* **EXERCISE TASK**:
Write out every record below exactly as it appears.

■ ■ ■ ■

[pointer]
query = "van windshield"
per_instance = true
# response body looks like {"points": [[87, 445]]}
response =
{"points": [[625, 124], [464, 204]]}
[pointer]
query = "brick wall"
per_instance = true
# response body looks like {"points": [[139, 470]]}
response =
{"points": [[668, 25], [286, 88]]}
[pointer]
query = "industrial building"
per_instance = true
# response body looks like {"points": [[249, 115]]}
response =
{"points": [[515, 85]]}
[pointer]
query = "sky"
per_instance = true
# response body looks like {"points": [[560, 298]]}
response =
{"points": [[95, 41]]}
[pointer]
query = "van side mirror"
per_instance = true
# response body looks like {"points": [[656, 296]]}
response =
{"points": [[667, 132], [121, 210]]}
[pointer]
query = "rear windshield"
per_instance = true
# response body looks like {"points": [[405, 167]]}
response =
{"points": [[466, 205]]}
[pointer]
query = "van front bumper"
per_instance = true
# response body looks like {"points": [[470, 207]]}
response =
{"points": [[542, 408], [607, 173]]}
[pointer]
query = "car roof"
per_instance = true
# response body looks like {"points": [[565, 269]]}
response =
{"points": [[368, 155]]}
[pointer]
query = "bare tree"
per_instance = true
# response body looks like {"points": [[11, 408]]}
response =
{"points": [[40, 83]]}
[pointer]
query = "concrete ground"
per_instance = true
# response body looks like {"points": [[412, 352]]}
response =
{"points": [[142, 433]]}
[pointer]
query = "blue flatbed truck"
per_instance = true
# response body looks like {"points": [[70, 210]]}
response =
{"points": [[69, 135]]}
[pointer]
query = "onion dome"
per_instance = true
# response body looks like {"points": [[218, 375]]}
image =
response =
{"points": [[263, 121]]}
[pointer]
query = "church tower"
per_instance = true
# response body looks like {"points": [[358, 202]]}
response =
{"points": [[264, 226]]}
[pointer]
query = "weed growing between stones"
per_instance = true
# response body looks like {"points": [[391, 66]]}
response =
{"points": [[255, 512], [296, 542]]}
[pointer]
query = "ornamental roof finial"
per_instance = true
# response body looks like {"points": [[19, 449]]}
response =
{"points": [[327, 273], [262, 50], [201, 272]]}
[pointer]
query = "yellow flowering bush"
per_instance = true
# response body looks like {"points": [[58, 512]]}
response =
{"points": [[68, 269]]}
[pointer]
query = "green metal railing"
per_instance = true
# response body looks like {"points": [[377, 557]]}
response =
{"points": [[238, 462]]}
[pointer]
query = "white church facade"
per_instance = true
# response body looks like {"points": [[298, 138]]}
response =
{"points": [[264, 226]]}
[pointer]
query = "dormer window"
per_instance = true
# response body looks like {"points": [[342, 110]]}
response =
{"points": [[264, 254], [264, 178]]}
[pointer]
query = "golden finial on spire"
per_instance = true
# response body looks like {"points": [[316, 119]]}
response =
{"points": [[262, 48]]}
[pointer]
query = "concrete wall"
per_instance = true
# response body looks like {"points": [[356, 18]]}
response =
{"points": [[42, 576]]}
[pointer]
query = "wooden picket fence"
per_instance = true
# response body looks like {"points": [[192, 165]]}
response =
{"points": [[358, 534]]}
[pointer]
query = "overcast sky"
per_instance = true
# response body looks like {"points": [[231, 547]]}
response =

■ ■ ■ ■

* **IN RESPONSE**:
[pointer]
query = "van windshield"
per_instance = true
# response body looks like {"points": [[87, 445]]}
response =
{"points": [[625, 124], [464, 204]]}
[pointer]
query = "brick wall"
per_instance = true
# response body looks like {"points": [[139, 470]]}
response =
{"points": [[668, 25], [286, 88]]}
[pointer]
query = "industrial building"
per_instance = true
# response body looks like {"points": [[249, 115]]}
response =
{"points": [[515, 85]]}
[pointer]
query = "sky"
per_instance = true
# response body looks like {"points": [[560, 298]]}
response =
{"points": [[95, 41]]}
[pointer]
query = "van side mirror"
per_instance = true
# response body looks like {"points": [[656, 296]]}
response =
{"points": [[667, 132], [121, 210]]}
[pointer]
query = "rear windshield"
per_instance = true
# response body looks like {"points": [[405, 167]]}
response =
{"points": [[466, 205]]}
[pointer]
query = "van front bumper"
per_instance = true
# response body looks like {"points": [[470, 207]]}
response =
{"points": [[542, 408], [607, 173]]}
[pointer]
query = "car roof"
per_instance = true
# response body looks like {"points": [[565, 269]]}
response =
{"points": [[368, 155]]}
[pointer]
query = "bare tree"
per_instance = true
# response body looks like {"points": [[11, 408]]}
response =
{"points": [[40, 83]]}
[pointer]
query = "concrete ground"
per_instance = true
# response body looks like {"points": [[412, 352]]}
response =
{"points": [[142, 433]]}
[pointer]
query = "blue flatbed truck"
per_instance = true
# response body looks like {"points": [[70, 210]]}
response =
{"points": [[69, 135]]}
[pointer]
query = "onion dome"
per_instance = true
# response body looks like {"points": [[218, 375]]}
image =
response =
{"points": [[263, 121]]}
[pointer]
query = "church tower"
per_instance = true
# response body looks like {"points": [[358, 202]]}
response =
{"points": [[264, 226]]}
[pointer]
query = "weed growing between stones"
per_instance = true
# response body looks like {"points": [[391, 66]]}
response =
{"points": [[255, 512], [296, 542]]}
[pointer]
query = "ornamental roof finial"
per_instance = true
# response body looks like {"points": [[19, 449]]}
response =
{"points": [[327, 273], [262, 50], [201, 272]]}
[pointer]
query = "yellow flowering bush"
per_instance = true
# response body looks like {"points": [[58, 512]]}
response =
{"points": [[68, 269]]}
[pointer]
query = "green metal railing"
per_instance = true
# response body looks like {"points": [[377, 557]]}
response =
{"points": [[238, 462]]}
[pointer]
query = "white church facade"
per_instance = true
# response body looks like {"points": [[298, 138]]}
response =
{"points": [[264, 226]]}
[pointer]
query = "dormer window"
per_instance = true
# response body looks like {"points": [[342, 110]]}
response =
{"points": [[264, 254], [264, 178]]}
[pointer]
query = "golden finial on spire"
per_instance = true
# response body looks like {"points": [[316, 119]]}
response =
{"points": [[262, 48]]}
[pointer]
query = "concrete wall"
per_instance = true
# response body looks like {"points": [[356, 18]]}
response =
{"points": [[42, 576]]}
[pointer]
query = "wooden picket fence"
per_instance = true
# response body looks like {"points": [[192, 165]]}
response =
{"points": [[358, 534]]}
[pointer]
query = "overcast sky"
per_instance = true
# response body looks like {"points": [[231, 547]]}
response =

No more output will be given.